• List of tasks
(a) Condense the paragraph beginning "To expedite the construction" from the Radius system description into a short bulleted list that keeps its main facts.
(b) Write the next part of the Radius system description, picking up after its final sentence.

The Radius system architecture is comprised of five major sub-systems:

Figure 6 illustrates the essential sub-systems of the complete apparatus.


Figure 6: Radius system diagram.

This figure shows that the system delivers a laser beam through an optical delivery system to the groove of the rotating cylinder. The light is reflected back through this delivery system to the optical interferometer, and then to the demodulator that converts the frequency modulation signal to an audio signal voltage. A tracking system controls a mirror in the delivery system that automatically keeps the beam directed into the center of the groove.

Radius cylinder rotation and transport sub-system

To expedite the construction of a rotation and transport system, the Radius team used as a base the Archeophone cylinder playback system invented and manufactured by Henri Chamoux (Paris, France). Mr. Chamoux's device is a very high quality unit that uses a conventional playback stylus. The Archeophone provides several interchangeable mandrels on which the cylinders are mounted and, therefore, can play a variety of types of cylinders. The device accommodates prescribed rotation speeds by using a high precision rotation rate regulator, for which Mr. Chamoux also provides a digital speed gauge and display.

The Radius technical team modified (with Mr. Chamoux's permission) the Archeophone for use in the Radius system. They modified the base of the device to raise the mounting plate of the rotator so that the axis of the rotator is on the same level as the hub of the tone arm. The team discarded the tone arm and stylus cartridge, and replaced them with an optical delivery system or "optical head" designed and constructed by the Radius technical team (see Figure 7).

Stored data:
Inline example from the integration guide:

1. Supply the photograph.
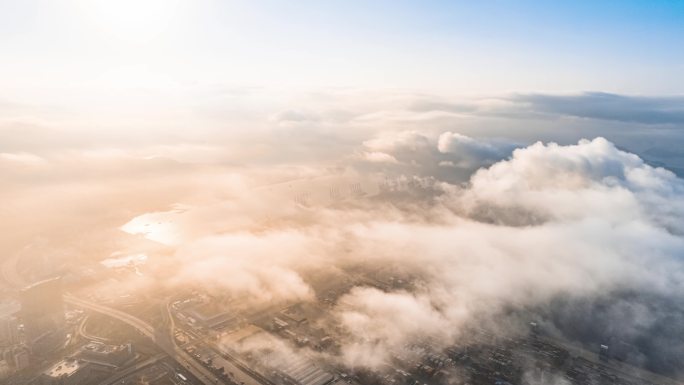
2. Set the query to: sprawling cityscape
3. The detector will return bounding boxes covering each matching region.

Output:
[0,0,684,385]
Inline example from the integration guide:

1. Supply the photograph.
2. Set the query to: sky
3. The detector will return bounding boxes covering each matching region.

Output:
[0,0,684,378]
[0,0,684,99]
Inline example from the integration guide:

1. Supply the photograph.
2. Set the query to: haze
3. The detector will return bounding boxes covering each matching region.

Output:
[0,0,684,385]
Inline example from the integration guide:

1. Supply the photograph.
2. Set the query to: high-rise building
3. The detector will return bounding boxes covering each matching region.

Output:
[0,315,19,347]
[19,278,66,355]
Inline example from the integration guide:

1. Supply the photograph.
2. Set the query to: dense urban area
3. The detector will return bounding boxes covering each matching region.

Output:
[0,243,675,385]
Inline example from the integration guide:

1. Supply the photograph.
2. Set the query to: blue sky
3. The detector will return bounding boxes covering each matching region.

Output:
[0,0,684,95]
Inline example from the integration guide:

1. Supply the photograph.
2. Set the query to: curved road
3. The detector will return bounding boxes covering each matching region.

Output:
[64,294,225,385]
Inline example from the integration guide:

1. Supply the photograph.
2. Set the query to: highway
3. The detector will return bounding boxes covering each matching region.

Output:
[64,294,232,385]
[100,353,166,385]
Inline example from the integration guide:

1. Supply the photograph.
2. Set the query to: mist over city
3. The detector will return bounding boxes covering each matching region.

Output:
[0,0,684,385]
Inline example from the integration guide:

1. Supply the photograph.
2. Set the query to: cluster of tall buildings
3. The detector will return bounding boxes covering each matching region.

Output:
[0,278,66,378]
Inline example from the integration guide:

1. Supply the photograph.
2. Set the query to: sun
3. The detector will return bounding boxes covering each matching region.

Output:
[82,0,181,42]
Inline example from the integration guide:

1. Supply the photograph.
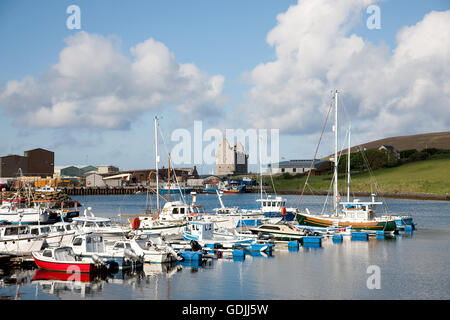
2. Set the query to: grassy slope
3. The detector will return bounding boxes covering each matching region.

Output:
[265,159,450,194]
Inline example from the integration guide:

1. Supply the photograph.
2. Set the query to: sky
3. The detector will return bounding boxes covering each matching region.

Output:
[0,0,450,174]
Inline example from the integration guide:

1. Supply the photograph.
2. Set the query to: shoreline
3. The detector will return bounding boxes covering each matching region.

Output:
[270,190,450,201]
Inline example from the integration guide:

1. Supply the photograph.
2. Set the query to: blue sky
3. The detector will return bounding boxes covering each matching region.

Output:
[0,0,450,173]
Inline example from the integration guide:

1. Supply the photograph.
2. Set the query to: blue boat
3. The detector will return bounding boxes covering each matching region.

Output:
[159,183,194,194]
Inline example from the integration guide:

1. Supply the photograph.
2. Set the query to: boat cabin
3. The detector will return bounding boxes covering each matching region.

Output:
[0,225,31,238]
[72,217,113,230]
[187,221,214,240]
[42,247,79,261]
[256,196,286,212]
[159,201,203,221]
[340,199,382,220]
[71,233,105,254]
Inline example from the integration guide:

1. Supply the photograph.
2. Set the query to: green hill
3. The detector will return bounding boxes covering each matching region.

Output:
[330,131,450,159]
[265,159,450,195]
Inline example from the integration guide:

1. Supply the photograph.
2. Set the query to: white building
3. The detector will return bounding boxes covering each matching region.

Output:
[267,160,330,174]
[215,139,248,176]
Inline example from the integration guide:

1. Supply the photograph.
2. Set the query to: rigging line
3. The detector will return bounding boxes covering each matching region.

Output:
[359,147,389,213]
[320,168,334,214]
[158,126,186,203]
[297,98,334,208]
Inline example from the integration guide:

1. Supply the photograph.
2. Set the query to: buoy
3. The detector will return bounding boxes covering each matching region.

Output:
[131,217,141,230]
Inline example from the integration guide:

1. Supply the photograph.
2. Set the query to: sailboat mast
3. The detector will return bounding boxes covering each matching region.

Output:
[154,117,159,213]
[167,153,170,202]
[347,126,352,202]
[333,90,338,216]
[258,136,263,210]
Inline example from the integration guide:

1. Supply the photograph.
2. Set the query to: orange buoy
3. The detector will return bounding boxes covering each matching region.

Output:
[131,217,141,230]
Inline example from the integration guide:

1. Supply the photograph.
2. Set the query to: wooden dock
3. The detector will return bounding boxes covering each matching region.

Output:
[51,186,268,196]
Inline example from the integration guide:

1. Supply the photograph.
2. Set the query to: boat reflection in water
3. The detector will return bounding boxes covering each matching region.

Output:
[31,269,106,298]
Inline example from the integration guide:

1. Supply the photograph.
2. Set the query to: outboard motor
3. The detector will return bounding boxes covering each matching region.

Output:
[123,249,141,261]
[190,240,202,251]
[166,246,184,262]
[92,254,106,266]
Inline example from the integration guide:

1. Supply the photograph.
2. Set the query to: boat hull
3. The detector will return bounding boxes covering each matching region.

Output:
[32,252,97,273]
[159,188,192,194]
[296,213,397,232]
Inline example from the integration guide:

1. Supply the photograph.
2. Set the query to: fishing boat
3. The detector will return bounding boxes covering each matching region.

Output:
[70,233,142,269]
[72,207,130,243]
[159,183,193,194]
[0,225,45,256]
[220,184,246,193]
[0,199,49,224]
[295,91,397,233]
[248,223,306,240]
[182,221,255,246]
[31,247,106,273]
[29,222,76,247]
[256,195,296,221]
[206,190,267,229]
[111,234,179,263]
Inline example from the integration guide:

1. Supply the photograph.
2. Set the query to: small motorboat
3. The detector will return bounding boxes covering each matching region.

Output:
[0,225,45,256]
[248,223,306,240]
[70,233,142,269]
[72,207,130,243]
[183,221,255,247]
[111,233,181,263]
[31,247,106,273]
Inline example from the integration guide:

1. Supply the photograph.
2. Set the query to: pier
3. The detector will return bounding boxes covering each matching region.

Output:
[29,186,270,196]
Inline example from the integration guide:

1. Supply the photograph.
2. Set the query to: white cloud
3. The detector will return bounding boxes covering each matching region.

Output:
[0,32,224,129]
[244,0,450,138]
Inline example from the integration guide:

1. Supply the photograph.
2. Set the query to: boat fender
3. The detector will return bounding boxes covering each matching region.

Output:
[92,254,105,265]
[131,217,141,230]
[190,240,202,251]
[123,249,139,261]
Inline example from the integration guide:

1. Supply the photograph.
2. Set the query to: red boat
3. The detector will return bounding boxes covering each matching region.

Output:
[32,247,106,273]
[31,269,92,282]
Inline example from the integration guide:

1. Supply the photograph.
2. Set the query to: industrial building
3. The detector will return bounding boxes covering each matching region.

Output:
[0,148,55,178]
[267,159,330,174]
[215,139,248,176]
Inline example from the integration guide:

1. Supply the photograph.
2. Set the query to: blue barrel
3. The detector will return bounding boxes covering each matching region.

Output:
[302,236,323,244]
[181,251,203,261]
[233,249,245,259]
[352,232,369,241]
[288,240,299,248]
[404,224,413,231]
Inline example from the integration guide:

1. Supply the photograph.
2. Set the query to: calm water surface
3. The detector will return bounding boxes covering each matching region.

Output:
[0,194,450,300]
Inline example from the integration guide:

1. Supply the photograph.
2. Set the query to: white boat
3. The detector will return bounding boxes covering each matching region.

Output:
[29,222,76,247]
[70,233,141,269]
[72,207,130,244]
[296,91,396,233]
[111,234,178,263]
[34,185,61,192]
[183,221,255,247]
[0,200,49,224]
[0,225,45,256]
[248,223,306,240]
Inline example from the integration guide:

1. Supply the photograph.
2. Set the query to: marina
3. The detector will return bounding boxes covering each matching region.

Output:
[0,194,450,300]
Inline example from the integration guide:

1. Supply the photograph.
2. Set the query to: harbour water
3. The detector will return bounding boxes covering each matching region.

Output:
[0,194,450,300]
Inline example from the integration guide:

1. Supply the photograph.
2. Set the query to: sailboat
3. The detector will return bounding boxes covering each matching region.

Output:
[120,117,196,235]
[295,90,397,233]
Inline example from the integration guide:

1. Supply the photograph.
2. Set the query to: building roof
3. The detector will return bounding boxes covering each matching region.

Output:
[269,159,328,168]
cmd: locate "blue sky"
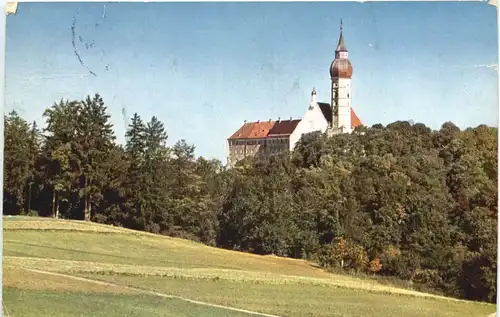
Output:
[5,2,498,162]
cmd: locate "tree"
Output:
[4,111,37,214]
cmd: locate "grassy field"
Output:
[3,217,496,317]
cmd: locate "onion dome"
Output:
[330,20,352,78]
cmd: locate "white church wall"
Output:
[290,103,328,151]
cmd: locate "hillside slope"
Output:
[3,217,495,317]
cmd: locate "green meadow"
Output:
[3,217,496,317]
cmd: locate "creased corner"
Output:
[5,1,17,15]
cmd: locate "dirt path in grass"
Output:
[26,269,280,317]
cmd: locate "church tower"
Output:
[329,20,352,134]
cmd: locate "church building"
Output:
[227,22,361,167]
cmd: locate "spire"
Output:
[335,19,347,52]
[309,88,317,110]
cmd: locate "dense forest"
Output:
[4,95,498,302]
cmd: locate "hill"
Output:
[3,217,495,317]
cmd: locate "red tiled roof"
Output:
[228,102,361,140]
[229,120,300,139]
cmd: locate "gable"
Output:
[229,119,300,139]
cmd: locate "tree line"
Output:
[4,94,498,302]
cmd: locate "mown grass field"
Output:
[3,217,496,317]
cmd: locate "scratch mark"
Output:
[71,16,97,76]
[95,5,106,28]
[15,74,89,80]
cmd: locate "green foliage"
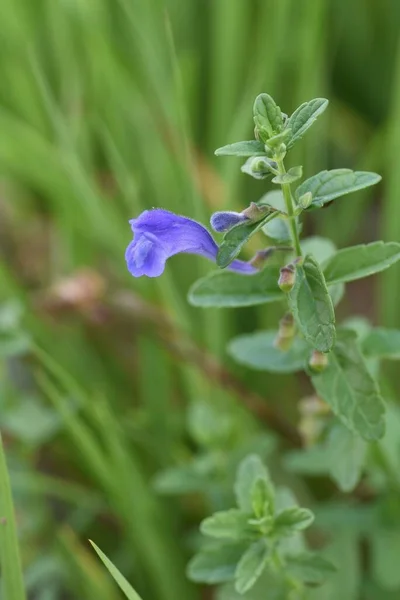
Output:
[188,455,334,594]
[289,255,336,352]
[235,539,271,594]
[217,207,279,268]
[228,330,310,373]
[0,436,26,600]
[253,94,283,142]
[188,266,284,308]
[361,327,400,360]
[312,331,385,441]
[287,98,329,148]
[89,540,141,600]
[296,169,381,210]
[215,140,266,156]
[323,242,400,285]
[0,0,400,600]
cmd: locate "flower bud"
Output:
[308,350,329,373]
[274,313,296,351]
[278,264,296,294]
[242,202,275,223]
[250,246,276,269]
[298,192,312,210]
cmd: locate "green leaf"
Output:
[215,140,266,156]
[284,445,330,475]
[312,331,385,441]
[272,167,303,185]
[300,235,337,264]
[217,209,279,269]
[296,169,382,210]
[187,543,248,585]
[274,506,314,534]
[250,477,274,519]
[200,508,256,541]
[326,424,367,492]
[235,454,274,514]
[322,242,400,285]
[361,327,400,360]
[288,255,336,352]
[188,266,285,308]
[215,567,291,600]
[253,94,283,137]
[370,528,400,593]
[286,98,329,148]
[89,540,141,600]
[235,539,270,594]
[0,331,31,358]
[286,552,337,585]
[300,238,345,306]
[228,330,310,373]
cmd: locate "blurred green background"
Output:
[0,0,400,600]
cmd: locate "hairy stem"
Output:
[276,158,301,256]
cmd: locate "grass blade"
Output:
[0,435,26,600]
[89,540,142,600]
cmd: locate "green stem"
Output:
[276,158,302,256]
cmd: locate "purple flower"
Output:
[125,208,257,277]
[210,210,248,233]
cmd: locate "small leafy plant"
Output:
[122,94,400,600]
[188,455,335,594]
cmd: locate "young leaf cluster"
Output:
[188,454,335,594]
[189,94,400,462]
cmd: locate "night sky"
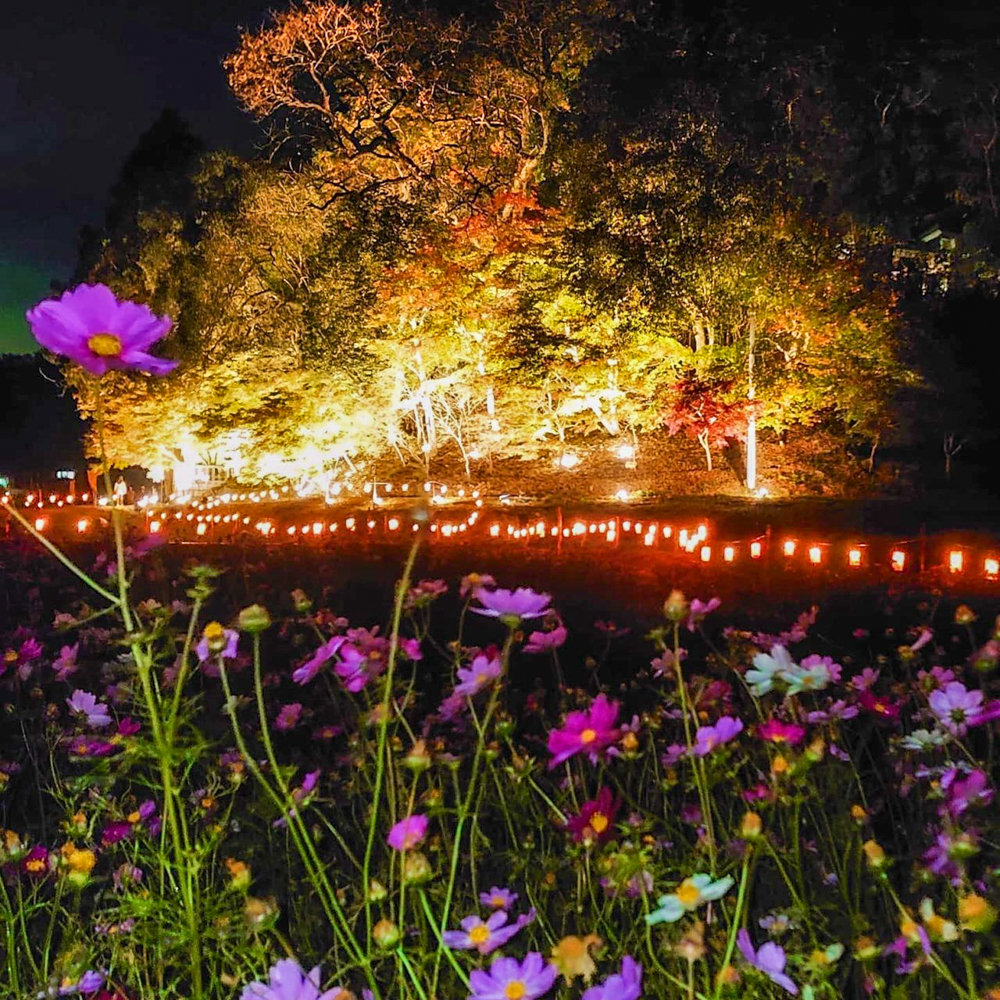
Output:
[0,0,273,353]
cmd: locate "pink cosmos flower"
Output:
[52,642,80,681]
[469,587,552,621]
[479,885,518,910]
[66,688,111,729]
[522,625,569,653]
[452,647,503,699]
[694,715,743,757]
[580,955,642,1000]
[548,694,619,771]
[469,951,559,1000]
[441,910,535,955]
[385,813,430,851]
[25,285,177,375]
[292,635,347,684]
[274,701,302,732]
[757,719,806,746]
[927,681,983,736]
[240,958,346,1000]
[736,929,799,996]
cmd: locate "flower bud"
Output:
[292,587,312,615]
[403,851,434,885]
[740,812,764,840]
[403,740,431,774]
[372,920,401,950]
[201,622,226,653]
[958,893,997,933]
[955,604,976,625]
[861,840,886,869]
[237,604,271,635]
[663,590,688,622]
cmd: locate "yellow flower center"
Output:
[87,333,122,358]
[469,924,490,944]
[677,878,701,910]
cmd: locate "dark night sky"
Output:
[0,0,995,353]
[0,0,273,353]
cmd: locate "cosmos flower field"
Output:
[0,286,1000,1000]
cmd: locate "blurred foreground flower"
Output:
[25,285,178,375]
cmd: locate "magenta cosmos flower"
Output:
[736,930,799,996]
[469,951,559,1000]
[385,813,428,851]
[757,719,806,746]
[548,694,619,771]
[240,958,344,1000]
[694,715,743,757]
[469,587,552,622]
[580,955,642,1000]
[25,285,177,375]
[66,688,111,729]
[522,625,569,653]
[566,788,621,844]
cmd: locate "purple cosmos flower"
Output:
[25,285,177,375]
[694,715,743,757]
[52,642,80,681]
[240,958,344,1000]
[479,885,517,910]
[522,625,569,653]
[292,635,347,684]
[580,955,642,1000]
[194,628,240,663]
[470,587,552,622]
[454,654,503,698]
[274,701,302,732]
[385,813,430,851]
[927,681,983,736]
[66,688,111,729]
[736,929,799,996]
[469,951,559,1000]
[548,694,619,771]
[441,909,535,955]
[59,969,104,997]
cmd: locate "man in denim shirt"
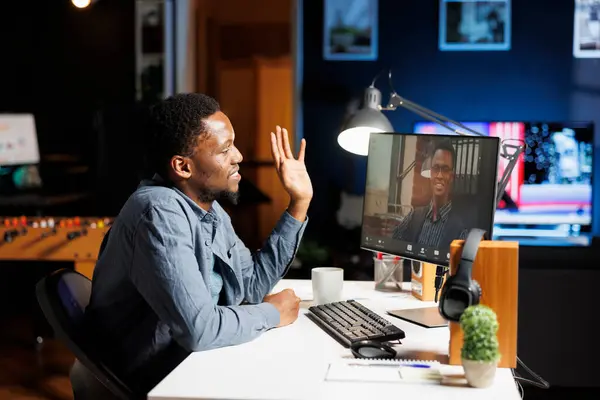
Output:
[81,94,313,393]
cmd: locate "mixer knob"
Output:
[67,229,87,240]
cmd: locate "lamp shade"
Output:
[338,86,394,156]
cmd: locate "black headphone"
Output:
[438,228,488,322]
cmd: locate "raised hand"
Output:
[271,126,313,206]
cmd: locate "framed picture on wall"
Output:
[323,0,378,61]
[439,0,511,51]
[573,0,600,58]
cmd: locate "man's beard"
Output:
[198,190,240,205]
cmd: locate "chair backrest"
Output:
[36,269,135,399]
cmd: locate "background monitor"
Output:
[361,133,500,266]
[0,114,41,194]
[414,121,594,244]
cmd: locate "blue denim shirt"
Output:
[86,176,307,390]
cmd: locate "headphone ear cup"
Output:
[472,280,481,305]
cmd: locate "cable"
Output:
[510,369,525,400]
[434,265,448,303]
[513,357,550,389]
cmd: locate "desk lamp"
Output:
[338,70,525,205]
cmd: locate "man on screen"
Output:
[392,140,468,249]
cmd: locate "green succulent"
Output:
[460,304,500,362]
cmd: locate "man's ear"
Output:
[171,156,192,179]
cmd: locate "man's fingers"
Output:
[298,138,306,161]
[277,125,286,161]
[281,128,294,158]
[271,132,281,170]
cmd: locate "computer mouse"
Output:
[350,340,396,359]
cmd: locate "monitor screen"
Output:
[0,114,40,166]
[414,121,594,238]
[361,133,500,266]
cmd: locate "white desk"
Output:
[148,280,521,400]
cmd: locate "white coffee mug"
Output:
[311,267,344,305]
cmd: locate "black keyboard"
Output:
[307,300,405,347]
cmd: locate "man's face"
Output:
[189,111,243,202]
[431,150,454,197]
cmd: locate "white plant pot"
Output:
[462,358,498,388]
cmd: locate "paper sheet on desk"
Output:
[325,359,442,383]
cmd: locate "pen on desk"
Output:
[348,363,399,368]
[348,363,431,369]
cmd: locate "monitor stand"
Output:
[387,307,448,328]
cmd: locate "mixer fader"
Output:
[0,216,113,278]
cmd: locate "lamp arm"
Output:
[496,143,525,207]
[384,92,485,136]
[381,92,525,207]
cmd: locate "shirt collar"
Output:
[139,174,220,223]
[425,200,452,219]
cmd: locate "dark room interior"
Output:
[0,0,600,400]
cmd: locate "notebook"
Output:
[325,359,442,383]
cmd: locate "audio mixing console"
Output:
[0,216,113,279]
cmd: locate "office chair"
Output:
[36,269,136,400]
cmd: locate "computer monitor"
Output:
[414,121,594,244]
[0,114,41,194]
[361,133,500,266]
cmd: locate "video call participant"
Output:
[392,140,468,249]
[79,94,313,393]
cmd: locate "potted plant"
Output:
[460,304,501,388]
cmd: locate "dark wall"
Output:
[302,0,600,238]
[0,0,136,214]
[302,0,600,386]
[0,0,135,175]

• Answers to the tasks
(a)
- The Radius team built its rotation and transport system on the Archeophone, a cylinder playback system invented and manufactured by Henri Chamoux of Paris, France.
- The Archeophone is a very high quality unit that uses a conventional playback stylus.
- Its interchangeable mandrels let it play a variety of cylinder types.
- A high precision rotation rate regulator holds prescribed speeds, and Chamoux also supplies a digital speed gauge and display.

(b)
Figure 7: Cylinder driver (modified Archeophone with optical head).

Radius optical delivery sub-system

The Radius optical delivery sub-system consists of:

The action of the telescope and final objective lens provides a focused beam in the groove that has a focused diameter of approximately 10 microns. The beam is reflected from the bottom of the groove, and passes back through the system in the reverse direction, and finally reaches the same output fiber that delivered it. The beam then passes through this fiber also in the direction opposite to the original projected beam, and a beamsplitter in the interferometer sorts the projected beam and received beams. The fact that the transmitted beam and reflected (or received) beam travel along the same path in opposite directions create an architecture that is commonly designated a "monostatic" system. Some of the light that is reflected from the cylinder groove is scattered, and does not re-enter the interferometer. This light is intercepted by the two tracking detectors, and this provides a means for developing a control for the tracking system.

The entire optical head is mounted on a plate provided with a means for attachment to the Archeophone tone arm stub in the rear of the head, and the front of the optical head is provided with wheels that ride on a monorail situated on the Archeophone top plate of the housing of the hub drive system (see Figure 8). Thus, the entire optical head moves along with the precessing cylinder groove during playback, and is controlled by the tracking system.



Figure 8: Radius system optical head and tracking sensor.

Radius optical heterodyne interferometer sub-system

The Radius optical heterodyne sub-system was constructed using optical fiber. The original research and development effort in 1996 achieved "proof of concept" using conventional free space beam propagation, characterized as using "unguided" optical beams. In the current Radius system, the optical beams are "guided" in optical fibers (see Figure 9).



Figure 9: Radius system fiber interferometer.

Figure 10 illustrates the essentials of an optical heterodyne interferometer.



Figure 10: Essentials of an optical heterodyne system.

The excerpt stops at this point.